SELECTED PASSAGE —
BEGIN

2.3. Step 1: Load Model Ensemble

[ ]:
model_path = '../models/herault_hematopoiesis/'
model = ast.ensemble(model_path, project_name = 'herault_hematopoiesis')
model.create_simulation()
Simulation object created

The ensemble object is the core component of AstroLogics that handles:

  • Loading multiple Boolean network models from a directory

  • Managing simulation parameters and configurations

  • Coordinating analysis across the model ensemble

2.4. Step 2: Simulate the model ensemble

In this part of the script we first simulate all the BN within the model ensemble. We utilize the MaBoSS engine as the main simulator.

This creates an initial state where all nodes have equal probability (0.5) of being active. This represents a neutral starting condition that allows the system to evolve according to its inherent dynamics.

We then start the simulation using MaBoSS.

MaBoSS (Markovian Boolean Stochastic Simulator) is crucial for the AstroLogics approach because:

  • It converts Boolean network dynamics into continuous-time Markov processes

  • Provides probabilistic approximation of complex state transition graphs

  • Enables analysis of both transient and steady-state behaviors

  • Scales computationally better than exhaustive state space exploration

[ ]:
# Configure simulation parameters
model.simulation.update_parameters(max_time = 20,thread_count = 15, sample_count = 2000)
model.simulation.run_simulation()
Start simulation
Simulation completed

2.5. Step 3 : Calculate the trajectory and visualize the distance matrix using MDS

In this part of the script, we compare the two method of calculating the distance between models.

In this function calculate_distancematrix, users can select the two options of data used to calculate the distance.

  • endpoint : The endpoint utilize the node activation probability at the endpoint of MaBoSS simulation. User could also defines the timepoint to define a specific timepoint they want to use to define the distance

  • trajectory : This options utilize the whole MaBoSS simulation trajectory and the dtw method to calculate the distances between models.

In this part, we show different results that could be obtained from two different method.

  • Using endpoint we showed no clear separation of the model, which coresspond to the single attractors that all the model could reach.

  • On the other hand, when using trajectory we can observe two major cluster of models based on the different signaling path that two groups of BNs took.

[5]:
model.create_trajectory()
Trajectory object created
[6]:
model.trajectory.calculate_distancematrix(mode = 'endpoint')

END

TASKS TO PERFORM —
#1 Reproduce the part of the AstroLogics tutorial that opens with the words containing "Start simulation" and closes with "two different method.".
#2 According to the AstroLogics tutorial, what does the name MaBoSS stand for?
#3 Carry the AstroLogics tutorial forward from its final line.

ENTRIES SHOWN —

BEGIN

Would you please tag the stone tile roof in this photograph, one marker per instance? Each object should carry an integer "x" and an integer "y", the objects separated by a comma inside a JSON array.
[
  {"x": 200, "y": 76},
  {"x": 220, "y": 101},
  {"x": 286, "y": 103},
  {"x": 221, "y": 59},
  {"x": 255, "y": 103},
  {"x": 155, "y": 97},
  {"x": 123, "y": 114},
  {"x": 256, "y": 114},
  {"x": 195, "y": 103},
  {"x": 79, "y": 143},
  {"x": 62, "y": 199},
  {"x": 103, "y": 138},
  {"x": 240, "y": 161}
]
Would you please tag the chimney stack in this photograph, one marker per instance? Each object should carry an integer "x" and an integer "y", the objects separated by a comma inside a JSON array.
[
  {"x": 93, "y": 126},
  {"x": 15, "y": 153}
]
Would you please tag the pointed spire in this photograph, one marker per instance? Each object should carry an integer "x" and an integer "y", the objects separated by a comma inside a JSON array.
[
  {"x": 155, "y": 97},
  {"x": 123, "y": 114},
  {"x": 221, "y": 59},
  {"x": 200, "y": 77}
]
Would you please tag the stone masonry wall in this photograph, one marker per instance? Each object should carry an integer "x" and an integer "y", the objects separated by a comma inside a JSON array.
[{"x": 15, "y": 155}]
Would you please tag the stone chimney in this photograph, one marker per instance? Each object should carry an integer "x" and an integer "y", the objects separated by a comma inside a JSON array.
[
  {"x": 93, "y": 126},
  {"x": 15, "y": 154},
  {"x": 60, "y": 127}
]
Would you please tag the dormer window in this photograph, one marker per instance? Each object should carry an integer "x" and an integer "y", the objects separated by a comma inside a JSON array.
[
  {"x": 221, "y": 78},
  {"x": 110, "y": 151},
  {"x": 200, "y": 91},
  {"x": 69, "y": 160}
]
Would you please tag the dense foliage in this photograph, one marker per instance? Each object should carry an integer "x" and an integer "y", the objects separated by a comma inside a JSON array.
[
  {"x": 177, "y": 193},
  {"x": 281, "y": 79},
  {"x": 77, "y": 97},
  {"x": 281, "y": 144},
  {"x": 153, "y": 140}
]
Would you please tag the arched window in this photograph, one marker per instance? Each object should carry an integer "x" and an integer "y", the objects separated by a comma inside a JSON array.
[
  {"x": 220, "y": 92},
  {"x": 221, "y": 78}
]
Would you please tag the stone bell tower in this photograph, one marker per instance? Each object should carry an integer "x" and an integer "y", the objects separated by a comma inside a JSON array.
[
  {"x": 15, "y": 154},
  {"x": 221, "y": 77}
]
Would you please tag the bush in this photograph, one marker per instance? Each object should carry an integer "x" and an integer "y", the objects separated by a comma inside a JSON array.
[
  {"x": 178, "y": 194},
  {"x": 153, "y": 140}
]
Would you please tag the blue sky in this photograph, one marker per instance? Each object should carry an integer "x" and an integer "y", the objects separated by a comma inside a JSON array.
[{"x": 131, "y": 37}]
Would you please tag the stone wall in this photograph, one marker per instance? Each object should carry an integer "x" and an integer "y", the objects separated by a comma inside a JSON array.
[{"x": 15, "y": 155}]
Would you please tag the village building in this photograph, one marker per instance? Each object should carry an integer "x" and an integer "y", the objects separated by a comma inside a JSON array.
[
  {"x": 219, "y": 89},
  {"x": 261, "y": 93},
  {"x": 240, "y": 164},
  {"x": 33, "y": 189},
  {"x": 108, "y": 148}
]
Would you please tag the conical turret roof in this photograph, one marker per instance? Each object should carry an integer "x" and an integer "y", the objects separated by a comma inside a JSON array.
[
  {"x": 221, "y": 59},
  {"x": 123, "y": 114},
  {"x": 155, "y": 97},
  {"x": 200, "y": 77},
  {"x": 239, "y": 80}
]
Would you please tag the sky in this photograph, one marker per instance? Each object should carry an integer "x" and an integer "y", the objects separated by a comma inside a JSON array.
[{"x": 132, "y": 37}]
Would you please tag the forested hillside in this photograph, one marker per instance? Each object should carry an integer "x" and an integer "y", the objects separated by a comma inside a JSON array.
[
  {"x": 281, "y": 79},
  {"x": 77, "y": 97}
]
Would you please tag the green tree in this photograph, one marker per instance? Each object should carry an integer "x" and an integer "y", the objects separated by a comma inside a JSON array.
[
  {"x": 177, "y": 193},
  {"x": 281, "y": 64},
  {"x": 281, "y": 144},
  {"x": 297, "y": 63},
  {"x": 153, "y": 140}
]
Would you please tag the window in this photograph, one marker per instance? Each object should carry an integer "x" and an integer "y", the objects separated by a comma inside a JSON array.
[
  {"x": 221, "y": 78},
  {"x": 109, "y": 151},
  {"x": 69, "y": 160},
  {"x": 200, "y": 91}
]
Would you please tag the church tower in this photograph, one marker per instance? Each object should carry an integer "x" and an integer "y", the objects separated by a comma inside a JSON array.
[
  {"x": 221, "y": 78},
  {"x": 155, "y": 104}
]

END

THE RESPONSES —
#1
Start simulation
Simulation completed

2.5. Step 3 : Calculate the trajectory and visualize the distance matrix using MDS

In this part of the script, we compare the two method of calculating the distance between models.

In this function calculate_distancematrix, users can select the two options of data used to calculate the distance.

  • endpoint : The endpoint utilize the node activation probability at the endpoint of MaBoSS simulation. User could also defines the timepoint to define a specific timepoint they want to use to define the distance

  • trajectory : This options utilize the whole MaBoSS simulation trajectory and the dtw method to calculate the distances between models.

In this part, we show different results that could be obtained from two different method.

#2 Markovian Boolean Stochastic Simulator

#3
# Perform MDS (Multidimensional Scaling) for visualization
model.trajectory.calculate_MDS()
model.trajectory.plot_MDS(s = 100, fig_size = (8,8))
Calculating distance matrix for endpoint simulation...
Distance matrix calculated successfully.
_images/02_Analysis_Herault_hematopoiesis_15_1.png
[7]:
model.trajectory.calculate_distancematrix(mode = 'trajectory')
# Perform MDS (Multidimensional Scaling) for visualization
model.trajectory.calculate_MDS()
model.trajectory.plot_MDS(s = 100, fig_size = (8,8))
Calculating distance matrix for whole trajectory...
Distance matrix calculated successfully.
_images/02_Analysis_Herault_hematopoiesis_16_3.png

2.6. Step 4: Model Clustering

Clustering reveals distinct groups within the model ensemble. In this example, we found 2 major clusters corresponding to different attractor groups, representing distinct cellular fate decisions.

[8]:
model.trajectory.calculate_kmean_cluster(n_cluster = 2,
                              random_state = 0)
Calculated k-means clustering with 2 clusters.
[9]:
model.trajectory.plot_MDS(s = 100, fig_size = (8,8),plot_cluster = True)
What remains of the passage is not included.